### Texto fornecido
A Ética Republicana em Portugal
“-Vocês não têm o direito de me matar!”
A 10 de Julho de 1921 os liberais ganharam as eleições; os democráticos sofreram a primeira derrota em dezasseis anos e Salazar foi eleito, pela primeira vez, pelos católicos.
Vivia-se em intensa turbulência social; escândalos bancários, greves e assaltos. Proliferavam boatos disseminados pela imprensa afeta à várias fações políticas.
Consumada a queda de Barros Queirós por envolvimento no escândalo do Crédit d’Anvers, António Granjo forma governo - o trigésimo primeiro da República - tentando conciliar os partidos eleitos; o liberal, o democrático, o monárquico e o católico.
Na disseminação dos rumores incendiários destacava-se o Imprensa da manhã; acusava o governo de planear o desarmamento da GNR e da Marinha, corporações afetas ao Partido Democrático.
Liberato Pinto, demitido da GNR por irregularidades e aguardando julgamento, sob pseudónimo, alimentava as notícias com “documentos confidenciais”.

### Excertos de dados
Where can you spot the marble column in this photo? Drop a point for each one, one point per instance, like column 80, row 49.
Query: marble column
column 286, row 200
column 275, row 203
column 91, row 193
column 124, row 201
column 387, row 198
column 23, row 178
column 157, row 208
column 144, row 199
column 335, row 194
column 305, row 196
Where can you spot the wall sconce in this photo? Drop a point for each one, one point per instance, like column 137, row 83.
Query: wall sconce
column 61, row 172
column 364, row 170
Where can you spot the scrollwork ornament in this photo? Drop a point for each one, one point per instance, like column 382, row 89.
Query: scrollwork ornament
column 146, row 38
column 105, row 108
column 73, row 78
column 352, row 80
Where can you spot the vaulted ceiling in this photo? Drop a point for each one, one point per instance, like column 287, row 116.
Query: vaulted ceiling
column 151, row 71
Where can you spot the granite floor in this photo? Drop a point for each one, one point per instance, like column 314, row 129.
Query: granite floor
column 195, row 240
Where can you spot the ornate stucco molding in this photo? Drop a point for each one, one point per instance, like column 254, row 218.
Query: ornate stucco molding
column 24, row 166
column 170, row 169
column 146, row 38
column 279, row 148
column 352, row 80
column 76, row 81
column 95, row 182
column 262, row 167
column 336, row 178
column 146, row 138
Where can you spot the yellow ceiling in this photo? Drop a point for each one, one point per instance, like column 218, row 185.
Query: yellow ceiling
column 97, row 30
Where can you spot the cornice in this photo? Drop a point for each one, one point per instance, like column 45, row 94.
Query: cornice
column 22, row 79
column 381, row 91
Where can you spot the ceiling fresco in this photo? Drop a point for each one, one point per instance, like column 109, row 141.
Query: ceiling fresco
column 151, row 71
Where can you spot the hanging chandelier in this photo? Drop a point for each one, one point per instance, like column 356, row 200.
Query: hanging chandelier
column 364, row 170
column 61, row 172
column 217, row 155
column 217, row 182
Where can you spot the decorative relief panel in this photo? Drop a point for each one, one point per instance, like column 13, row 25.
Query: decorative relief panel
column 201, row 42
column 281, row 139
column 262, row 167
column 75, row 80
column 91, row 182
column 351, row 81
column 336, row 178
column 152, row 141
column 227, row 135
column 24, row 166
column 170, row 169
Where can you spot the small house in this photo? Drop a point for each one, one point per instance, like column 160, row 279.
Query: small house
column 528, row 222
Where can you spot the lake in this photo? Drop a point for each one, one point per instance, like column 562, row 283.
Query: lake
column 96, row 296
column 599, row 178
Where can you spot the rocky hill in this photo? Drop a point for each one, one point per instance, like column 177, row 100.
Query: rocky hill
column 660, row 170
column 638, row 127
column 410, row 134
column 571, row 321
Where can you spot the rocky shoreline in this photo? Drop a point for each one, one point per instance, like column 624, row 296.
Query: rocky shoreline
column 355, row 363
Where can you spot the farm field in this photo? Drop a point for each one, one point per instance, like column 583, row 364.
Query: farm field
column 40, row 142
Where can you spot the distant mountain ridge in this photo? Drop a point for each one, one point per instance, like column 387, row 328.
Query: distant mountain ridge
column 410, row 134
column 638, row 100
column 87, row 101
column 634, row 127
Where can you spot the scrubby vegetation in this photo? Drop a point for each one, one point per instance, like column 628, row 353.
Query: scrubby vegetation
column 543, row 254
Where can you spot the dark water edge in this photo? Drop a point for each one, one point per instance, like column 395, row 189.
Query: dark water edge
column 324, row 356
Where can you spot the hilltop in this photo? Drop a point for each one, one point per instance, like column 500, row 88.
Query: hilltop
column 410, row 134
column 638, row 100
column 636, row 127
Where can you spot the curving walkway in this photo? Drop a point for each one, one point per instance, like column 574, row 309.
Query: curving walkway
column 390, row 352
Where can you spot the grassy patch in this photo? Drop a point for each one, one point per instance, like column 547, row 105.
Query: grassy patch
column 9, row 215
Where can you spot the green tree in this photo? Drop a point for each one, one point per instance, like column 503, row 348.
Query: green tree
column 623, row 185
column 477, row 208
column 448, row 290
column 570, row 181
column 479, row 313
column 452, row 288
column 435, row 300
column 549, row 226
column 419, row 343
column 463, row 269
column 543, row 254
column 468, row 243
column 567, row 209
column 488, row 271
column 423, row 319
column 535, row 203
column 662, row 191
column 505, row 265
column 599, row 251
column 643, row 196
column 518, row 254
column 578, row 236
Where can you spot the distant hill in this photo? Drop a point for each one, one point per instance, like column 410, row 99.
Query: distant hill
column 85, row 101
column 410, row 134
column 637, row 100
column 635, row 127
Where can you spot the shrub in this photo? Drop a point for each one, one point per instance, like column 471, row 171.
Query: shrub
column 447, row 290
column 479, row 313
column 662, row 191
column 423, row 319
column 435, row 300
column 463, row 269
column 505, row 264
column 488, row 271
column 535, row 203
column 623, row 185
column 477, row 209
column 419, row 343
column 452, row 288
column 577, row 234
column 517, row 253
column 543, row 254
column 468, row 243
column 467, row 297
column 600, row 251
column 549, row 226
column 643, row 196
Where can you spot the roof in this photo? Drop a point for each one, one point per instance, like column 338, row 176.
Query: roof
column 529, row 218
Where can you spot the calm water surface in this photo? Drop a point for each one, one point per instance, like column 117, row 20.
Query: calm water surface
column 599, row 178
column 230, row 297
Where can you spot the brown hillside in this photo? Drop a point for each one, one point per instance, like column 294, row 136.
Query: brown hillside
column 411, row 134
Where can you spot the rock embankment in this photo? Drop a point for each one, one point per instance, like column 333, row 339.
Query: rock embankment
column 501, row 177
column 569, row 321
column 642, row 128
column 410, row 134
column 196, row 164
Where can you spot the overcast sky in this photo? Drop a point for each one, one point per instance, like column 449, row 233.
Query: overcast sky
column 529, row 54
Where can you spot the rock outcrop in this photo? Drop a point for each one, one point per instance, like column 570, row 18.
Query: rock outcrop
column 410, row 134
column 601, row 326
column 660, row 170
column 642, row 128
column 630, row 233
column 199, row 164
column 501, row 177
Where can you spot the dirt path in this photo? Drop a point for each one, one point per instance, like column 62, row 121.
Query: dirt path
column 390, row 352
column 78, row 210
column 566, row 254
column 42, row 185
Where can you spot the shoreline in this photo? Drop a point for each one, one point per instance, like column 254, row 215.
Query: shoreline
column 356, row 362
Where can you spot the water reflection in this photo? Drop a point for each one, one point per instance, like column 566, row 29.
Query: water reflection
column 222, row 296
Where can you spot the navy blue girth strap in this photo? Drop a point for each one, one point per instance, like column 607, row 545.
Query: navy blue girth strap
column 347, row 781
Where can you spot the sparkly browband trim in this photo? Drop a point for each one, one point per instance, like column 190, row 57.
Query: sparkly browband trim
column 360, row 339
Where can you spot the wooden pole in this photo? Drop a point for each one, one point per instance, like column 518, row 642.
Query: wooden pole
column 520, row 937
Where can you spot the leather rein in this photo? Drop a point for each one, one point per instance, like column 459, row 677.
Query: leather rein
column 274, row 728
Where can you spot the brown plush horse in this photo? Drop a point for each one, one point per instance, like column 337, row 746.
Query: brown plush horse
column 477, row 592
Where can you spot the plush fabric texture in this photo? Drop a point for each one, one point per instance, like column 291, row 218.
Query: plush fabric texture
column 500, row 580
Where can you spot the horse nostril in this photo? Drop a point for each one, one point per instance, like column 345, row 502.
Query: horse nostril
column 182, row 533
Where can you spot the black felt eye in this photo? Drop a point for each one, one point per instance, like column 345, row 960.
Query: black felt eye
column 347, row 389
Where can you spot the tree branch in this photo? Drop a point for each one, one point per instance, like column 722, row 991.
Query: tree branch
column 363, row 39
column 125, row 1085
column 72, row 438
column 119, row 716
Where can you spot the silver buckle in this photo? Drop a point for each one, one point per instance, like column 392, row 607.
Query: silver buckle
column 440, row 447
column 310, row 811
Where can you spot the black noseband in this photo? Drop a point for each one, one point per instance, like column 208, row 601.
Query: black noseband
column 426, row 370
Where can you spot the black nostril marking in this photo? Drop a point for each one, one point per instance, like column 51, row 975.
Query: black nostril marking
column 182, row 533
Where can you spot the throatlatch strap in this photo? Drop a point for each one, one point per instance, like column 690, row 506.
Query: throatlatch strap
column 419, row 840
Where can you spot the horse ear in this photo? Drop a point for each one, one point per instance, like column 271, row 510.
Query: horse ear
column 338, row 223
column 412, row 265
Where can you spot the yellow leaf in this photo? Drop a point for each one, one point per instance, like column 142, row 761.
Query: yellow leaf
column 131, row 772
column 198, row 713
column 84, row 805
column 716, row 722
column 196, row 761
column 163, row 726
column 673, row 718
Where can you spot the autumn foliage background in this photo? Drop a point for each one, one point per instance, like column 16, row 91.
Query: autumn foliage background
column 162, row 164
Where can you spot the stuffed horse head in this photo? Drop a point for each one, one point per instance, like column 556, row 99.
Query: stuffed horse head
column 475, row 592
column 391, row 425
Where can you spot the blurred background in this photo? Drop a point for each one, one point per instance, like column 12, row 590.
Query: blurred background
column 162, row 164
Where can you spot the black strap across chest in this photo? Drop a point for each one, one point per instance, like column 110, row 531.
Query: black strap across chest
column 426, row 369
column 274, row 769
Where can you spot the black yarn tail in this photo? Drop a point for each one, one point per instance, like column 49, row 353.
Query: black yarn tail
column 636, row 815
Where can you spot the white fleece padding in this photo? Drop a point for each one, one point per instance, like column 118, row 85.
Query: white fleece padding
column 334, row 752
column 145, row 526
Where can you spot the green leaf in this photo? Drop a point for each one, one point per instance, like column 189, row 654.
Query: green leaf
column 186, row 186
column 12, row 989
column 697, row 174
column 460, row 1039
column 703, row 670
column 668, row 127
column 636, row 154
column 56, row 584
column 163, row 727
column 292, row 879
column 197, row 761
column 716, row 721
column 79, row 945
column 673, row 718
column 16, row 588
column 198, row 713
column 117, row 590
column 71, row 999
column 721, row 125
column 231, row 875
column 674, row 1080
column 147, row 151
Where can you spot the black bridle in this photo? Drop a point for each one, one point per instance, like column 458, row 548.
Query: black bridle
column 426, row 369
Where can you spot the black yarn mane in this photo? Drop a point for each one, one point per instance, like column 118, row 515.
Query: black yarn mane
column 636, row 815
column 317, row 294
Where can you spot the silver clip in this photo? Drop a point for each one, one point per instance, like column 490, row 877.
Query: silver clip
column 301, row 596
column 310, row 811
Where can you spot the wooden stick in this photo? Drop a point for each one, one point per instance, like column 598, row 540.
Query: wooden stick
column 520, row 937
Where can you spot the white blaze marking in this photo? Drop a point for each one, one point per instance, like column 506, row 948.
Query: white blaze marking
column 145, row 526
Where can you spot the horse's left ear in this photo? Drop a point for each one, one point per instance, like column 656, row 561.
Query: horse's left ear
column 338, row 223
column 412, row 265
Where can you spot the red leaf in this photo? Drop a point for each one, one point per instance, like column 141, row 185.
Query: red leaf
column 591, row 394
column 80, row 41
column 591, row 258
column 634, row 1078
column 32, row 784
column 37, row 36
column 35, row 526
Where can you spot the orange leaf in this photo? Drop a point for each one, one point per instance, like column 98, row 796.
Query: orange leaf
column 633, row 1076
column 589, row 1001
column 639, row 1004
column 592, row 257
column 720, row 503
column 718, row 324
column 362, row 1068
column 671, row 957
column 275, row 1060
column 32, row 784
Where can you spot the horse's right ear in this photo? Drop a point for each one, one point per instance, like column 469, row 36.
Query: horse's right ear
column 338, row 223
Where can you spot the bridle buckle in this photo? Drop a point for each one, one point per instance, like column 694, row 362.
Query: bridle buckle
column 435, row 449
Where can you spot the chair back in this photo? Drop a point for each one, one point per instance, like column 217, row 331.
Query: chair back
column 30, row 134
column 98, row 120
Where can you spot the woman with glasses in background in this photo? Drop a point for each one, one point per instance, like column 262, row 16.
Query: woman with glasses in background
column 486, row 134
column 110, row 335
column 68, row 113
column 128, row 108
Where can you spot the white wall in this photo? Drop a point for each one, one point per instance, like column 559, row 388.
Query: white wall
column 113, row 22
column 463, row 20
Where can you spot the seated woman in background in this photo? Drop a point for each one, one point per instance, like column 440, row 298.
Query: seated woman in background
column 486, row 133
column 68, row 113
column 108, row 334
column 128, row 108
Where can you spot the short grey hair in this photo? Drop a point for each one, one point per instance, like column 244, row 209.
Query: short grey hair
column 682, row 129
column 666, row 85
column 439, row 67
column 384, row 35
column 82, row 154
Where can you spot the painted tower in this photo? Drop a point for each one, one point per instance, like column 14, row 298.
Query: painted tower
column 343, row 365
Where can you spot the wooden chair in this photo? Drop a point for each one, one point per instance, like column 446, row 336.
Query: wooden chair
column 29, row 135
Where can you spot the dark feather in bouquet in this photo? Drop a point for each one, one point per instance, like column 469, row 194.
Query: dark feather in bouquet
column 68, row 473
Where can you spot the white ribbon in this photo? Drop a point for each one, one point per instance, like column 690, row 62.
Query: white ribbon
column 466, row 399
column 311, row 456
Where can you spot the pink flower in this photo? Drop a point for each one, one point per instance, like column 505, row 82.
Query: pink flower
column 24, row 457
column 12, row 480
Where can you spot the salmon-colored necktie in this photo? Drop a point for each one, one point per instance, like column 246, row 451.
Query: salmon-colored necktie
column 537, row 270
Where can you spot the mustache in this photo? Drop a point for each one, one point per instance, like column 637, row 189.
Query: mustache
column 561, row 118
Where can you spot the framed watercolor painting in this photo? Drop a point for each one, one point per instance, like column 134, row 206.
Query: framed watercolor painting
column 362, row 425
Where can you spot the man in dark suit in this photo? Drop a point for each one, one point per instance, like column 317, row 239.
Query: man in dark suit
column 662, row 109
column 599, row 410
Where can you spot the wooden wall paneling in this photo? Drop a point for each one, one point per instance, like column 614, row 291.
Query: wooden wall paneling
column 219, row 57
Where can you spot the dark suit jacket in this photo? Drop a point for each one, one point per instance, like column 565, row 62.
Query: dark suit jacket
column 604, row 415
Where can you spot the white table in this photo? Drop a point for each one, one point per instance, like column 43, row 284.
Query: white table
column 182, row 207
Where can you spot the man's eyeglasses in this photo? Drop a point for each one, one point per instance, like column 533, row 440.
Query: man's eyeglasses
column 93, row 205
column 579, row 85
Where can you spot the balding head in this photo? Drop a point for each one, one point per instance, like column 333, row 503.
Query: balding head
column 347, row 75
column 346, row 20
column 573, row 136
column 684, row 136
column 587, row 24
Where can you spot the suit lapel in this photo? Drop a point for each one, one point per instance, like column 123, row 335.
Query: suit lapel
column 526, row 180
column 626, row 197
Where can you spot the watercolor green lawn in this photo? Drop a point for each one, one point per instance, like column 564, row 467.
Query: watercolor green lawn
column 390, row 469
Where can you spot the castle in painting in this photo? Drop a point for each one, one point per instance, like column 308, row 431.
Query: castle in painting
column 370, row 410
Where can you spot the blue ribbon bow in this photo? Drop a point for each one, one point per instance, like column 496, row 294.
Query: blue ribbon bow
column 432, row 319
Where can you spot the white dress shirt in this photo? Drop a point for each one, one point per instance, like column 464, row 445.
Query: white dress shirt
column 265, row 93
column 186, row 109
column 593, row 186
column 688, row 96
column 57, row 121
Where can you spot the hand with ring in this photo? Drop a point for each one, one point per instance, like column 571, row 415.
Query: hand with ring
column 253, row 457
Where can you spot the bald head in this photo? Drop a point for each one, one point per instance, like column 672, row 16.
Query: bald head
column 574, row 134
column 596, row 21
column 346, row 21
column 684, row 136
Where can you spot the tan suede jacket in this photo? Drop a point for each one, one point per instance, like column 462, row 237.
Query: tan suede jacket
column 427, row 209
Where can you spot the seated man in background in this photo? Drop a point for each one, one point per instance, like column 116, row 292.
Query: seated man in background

### Descrição do problema
Copie, por favor, sem qualquer alteração, o trecho do texto sobre a ética republicana em Portugal compreendido entre "A 10 de Julho" e "vez, pelos católicos.", inclusive. O material provém de uma fonte diferente.

### Resultado do exercício
A 10 de Julho de 1921 os liberais ganharam as eleições; os democráticos sofreram a primeira derrota em dezasseis anos e Salazar foi eleito, pela primeira vez, pelos católicos.